Objective =
Please revise the listing from the line that has "Q: What bounding box encloses the white laundry" through the line that has "[399, 56, 533, 235]", replacing "medicine cabinet" with "wall cabinet" and leaving everything else unchanged. Return only those lines.
── Material to process
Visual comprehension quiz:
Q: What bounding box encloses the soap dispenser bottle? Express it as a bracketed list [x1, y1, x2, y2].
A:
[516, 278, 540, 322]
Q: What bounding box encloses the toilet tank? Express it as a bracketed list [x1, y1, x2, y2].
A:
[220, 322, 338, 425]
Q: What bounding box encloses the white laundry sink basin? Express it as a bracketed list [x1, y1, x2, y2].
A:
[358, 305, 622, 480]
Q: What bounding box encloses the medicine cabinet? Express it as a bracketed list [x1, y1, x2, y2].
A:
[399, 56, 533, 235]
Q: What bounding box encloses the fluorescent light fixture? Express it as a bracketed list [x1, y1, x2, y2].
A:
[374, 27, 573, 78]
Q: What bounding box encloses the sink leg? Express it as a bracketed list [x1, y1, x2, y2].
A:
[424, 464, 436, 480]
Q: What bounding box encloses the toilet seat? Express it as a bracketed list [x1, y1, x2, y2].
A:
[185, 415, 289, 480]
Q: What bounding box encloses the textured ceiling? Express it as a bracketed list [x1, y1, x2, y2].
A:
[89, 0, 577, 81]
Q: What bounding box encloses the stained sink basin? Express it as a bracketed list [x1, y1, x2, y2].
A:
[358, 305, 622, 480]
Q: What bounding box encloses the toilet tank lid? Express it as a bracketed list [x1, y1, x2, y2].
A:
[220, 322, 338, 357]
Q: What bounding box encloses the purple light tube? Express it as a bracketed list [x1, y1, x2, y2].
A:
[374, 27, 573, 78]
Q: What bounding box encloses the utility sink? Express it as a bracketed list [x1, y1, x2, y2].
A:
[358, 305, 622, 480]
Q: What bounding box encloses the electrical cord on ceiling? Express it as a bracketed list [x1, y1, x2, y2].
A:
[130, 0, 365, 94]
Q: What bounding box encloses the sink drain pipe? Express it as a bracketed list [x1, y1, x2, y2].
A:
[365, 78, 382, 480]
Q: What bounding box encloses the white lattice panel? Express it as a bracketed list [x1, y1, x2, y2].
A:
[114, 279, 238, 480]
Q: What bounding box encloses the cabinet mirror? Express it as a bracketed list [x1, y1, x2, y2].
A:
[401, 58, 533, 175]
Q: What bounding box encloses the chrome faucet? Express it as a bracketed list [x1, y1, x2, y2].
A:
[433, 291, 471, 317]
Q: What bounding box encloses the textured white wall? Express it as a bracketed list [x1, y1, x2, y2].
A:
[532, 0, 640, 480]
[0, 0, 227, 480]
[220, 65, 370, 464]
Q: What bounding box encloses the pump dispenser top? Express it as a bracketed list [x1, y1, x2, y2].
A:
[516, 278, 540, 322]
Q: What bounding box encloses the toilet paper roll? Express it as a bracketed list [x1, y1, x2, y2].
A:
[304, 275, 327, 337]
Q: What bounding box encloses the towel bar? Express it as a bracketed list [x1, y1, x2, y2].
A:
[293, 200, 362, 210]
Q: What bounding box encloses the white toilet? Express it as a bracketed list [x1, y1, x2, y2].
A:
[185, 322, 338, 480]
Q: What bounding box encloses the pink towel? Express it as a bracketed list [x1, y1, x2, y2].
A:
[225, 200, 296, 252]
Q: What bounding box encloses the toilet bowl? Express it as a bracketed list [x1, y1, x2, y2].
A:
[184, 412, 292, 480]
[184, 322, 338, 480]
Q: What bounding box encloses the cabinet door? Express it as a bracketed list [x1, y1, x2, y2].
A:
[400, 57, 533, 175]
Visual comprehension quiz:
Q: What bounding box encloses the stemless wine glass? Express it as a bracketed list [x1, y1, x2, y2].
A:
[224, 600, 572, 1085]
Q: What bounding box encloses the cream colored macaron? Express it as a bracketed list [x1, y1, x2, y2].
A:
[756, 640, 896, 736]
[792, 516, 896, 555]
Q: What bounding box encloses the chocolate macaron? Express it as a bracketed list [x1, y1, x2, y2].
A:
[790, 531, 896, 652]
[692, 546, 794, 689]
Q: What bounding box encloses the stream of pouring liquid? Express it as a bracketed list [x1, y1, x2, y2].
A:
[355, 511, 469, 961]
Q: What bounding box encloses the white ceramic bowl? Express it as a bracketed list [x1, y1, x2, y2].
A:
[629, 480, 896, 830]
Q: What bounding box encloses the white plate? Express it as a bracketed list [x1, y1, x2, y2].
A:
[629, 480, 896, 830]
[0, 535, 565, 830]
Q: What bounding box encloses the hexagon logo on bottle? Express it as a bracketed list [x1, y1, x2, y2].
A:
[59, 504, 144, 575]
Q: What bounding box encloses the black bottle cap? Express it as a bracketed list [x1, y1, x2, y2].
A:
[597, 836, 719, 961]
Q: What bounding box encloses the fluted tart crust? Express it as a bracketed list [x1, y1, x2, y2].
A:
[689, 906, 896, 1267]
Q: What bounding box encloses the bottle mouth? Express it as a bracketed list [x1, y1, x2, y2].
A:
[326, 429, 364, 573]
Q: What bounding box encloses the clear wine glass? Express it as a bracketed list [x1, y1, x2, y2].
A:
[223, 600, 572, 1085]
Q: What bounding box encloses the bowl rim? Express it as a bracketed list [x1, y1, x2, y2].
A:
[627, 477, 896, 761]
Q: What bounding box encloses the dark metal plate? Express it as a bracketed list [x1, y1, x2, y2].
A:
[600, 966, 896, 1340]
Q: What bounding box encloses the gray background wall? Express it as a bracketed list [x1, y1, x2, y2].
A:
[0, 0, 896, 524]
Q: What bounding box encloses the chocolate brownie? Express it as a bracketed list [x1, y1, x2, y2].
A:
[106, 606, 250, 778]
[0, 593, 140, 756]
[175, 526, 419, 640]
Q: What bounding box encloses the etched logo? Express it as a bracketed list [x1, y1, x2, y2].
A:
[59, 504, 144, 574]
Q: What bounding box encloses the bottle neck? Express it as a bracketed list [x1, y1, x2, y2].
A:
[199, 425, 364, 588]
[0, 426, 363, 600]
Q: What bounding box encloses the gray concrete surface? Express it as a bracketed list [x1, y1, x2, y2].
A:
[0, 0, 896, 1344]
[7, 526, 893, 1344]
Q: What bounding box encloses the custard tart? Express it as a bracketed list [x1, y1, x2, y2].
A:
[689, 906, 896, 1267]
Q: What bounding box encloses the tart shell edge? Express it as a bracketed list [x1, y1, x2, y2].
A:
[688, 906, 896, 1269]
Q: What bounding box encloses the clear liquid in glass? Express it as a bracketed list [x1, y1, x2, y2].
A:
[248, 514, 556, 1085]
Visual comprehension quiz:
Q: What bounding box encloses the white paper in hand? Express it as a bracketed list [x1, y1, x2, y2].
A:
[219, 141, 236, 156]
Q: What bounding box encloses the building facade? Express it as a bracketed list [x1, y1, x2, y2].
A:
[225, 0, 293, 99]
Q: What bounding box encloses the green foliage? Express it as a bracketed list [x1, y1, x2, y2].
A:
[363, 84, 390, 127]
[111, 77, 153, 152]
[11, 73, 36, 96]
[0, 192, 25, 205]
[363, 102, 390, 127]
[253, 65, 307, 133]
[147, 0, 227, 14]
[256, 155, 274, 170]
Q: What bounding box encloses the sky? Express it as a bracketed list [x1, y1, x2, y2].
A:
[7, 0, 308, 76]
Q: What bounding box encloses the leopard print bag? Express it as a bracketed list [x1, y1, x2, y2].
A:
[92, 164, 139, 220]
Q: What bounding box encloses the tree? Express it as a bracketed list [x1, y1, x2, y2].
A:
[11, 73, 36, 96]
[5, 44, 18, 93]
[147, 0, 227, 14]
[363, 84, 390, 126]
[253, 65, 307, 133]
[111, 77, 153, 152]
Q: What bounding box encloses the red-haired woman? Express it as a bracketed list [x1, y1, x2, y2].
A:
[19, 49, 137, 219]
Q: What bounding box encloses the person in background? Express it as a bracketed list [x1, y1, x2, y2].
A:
────
Result below =
Q: What bounding box encloses the white laundry sink basin? Express it as a bracketed list [x1, y1, x2, y2].
A:
[358, 305, 622, 480]
Q: What bounding box encloses the wall cabinet? Express it as a bracketed list [x1, y1, x2, y2].
A:
[399, 56, 533, 235]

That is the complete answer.